INPUT RECORDS Start Marker
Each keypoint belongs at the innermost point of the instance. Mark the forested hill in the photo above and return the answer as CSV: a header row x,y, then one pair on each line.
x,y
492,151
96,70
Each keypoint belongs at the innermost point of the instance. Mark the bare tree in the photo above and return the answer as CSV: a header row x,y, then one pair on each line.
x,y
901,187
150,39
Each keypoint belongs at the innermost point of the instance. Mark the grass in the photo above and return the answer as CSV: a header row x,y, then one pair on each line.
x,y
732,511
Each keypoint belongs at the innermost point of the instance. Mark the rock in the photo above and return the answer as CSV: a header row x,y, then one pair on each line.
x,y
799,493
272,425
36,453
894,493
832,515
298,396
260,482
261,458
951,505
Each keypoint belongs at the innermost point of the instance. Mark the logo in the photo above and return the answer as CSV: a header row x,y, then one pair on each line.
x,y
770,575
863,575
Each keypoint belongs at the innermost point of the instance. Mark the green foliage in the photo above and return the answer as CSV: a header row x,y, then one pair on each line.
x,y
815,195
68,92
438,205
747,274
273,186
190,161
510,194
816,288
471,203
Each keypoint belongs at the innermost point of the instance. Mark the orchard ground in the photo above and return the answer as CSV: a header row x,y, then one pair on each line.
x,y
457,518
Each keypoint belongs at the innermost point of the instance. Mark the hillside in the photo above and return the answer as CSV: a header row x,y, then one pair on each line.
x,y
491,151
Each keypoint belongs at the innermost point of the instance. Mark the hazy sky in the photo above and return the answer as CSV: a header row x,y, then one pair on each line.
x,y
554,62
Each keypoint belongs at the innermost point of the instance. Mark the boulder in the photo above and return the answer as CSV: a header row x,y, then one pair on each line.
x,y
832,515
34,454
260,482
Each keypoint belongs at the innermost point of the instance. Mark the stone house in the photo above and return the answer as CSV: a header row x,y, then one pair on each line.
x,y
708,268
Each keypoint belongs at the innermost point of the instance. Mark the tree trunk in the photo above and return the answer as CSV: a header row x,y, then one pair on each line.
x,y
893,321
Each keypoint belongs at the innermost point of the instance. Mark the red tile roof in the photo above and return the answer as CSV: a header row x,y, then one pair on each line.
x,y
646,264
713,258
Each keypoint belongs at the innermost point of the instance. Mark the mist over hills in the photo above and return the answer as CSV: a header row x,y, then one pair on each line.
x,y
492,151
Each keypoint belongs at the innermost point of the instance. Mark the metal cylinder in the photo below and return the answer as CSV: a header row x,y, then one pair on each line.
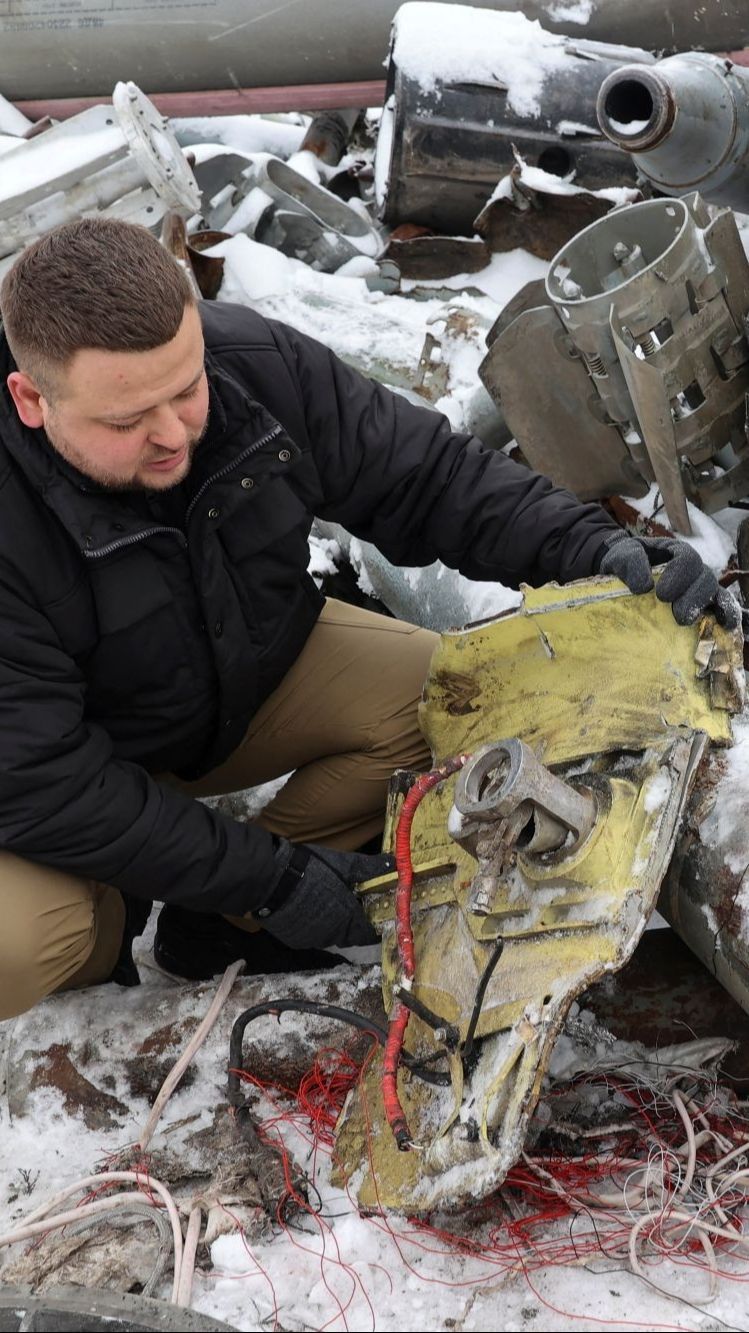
INPUT RECORDS End Marker
WORK TO COMPLETE | The reply must consist of the records, repeated exactly, minus any images.

ANSWER TO THIS TASK |
Each keypoint belongs at the innermost point of the instance. Mark the forested hill in the photo above and return the answer as CSV: a header row x,y, then one pair on each line.
x,y
492,151
96,70
Each keypoint belongs at the innermost point of the instance. Mark the bare tree in the photo above and return the answer as CSV: a header row x,y, then one pair on each line.
x,y
901,187
150,39
Each keypoint belongs at the innermost point of the instance. Mark the grass in the photo above and return the answer as CSV: a header row x,y, then one pair on each line.
x,y
732,511
Each keypoint belongs at the innermost point of the instance. Mark the rock in the photo above and return the answer as CSV: a header row x,y, then one pair on each line.
x,y
799,493
272,425
36,453
894,493
832,515
298,396
260,482
261,458
951,505
Each keypoint belongs at the innermost point of the instance. Mark the logo in the photo above and return the answer as CSV: a header row x,y, then one pair on each line.
x,y
770,575
863,575
Each keypoint belongs at the innermost point of the instance. Mark the green foliage in the photo above and return the answer as CSV: a header row x,y, then one pair on each line.
x,y
815,195
68,92
438,205
747,274
273,186
190,161
510,194
816,288
471,203
Each keypoint belongs at the innermost point of the instance. Mark the orchard ground in the photo above and return the answer as CSV: a header row x,y, then one pair on each line.
x,y
457,518
Each keypoint belongs at the innermost point of the instance. Mark the hillside in the photo above and return the answer as CSV: a header row x,y, then one pair on each line.
x,y
491,151
Each keypoint belongs at the innermost point of the instance. Mark the hazy sky in the photo above and return the answer as CSV: a header row x,y, then one pair on each line.
x,y
554,62
Each keypoint belongs at the innermost point of the instance. Mark the boulder in the photo above and return the answer as CSV: a header row x,y, then one pair on each line.
x,y
832,515
34,454
260,482
Each keypoint belongs at the innermost point of the instance. Mark the stone house in the photo above and return the answer as CSV: a header row x,y, then one pair on each line.
x,y
708,268
Each keypoint belongs at the innermost point of the instance. Mark the tree trunk in the photo above and return the answer as CSV: a header row x,y, then one pair on each line.
x,y
893,321
Each keypoint belongs at the innermost point of the instance. Mark the red tile roof in the photo above and return the answer as CSV: a header row x,y, then one pair on each line.
x,y
646,264
713,258
Each keypoint belongs at the innermost point of the instance. Mark the mist over hills in the photo above and return the answer as CSV: a header row x,y, then one pair on each line.
x,y
492,151
Each keypoint belongs at the innermost point of the instance. Mark the metal cylinder in the photo below and return the answer as CSV: a header row x,y, then one pair on each line.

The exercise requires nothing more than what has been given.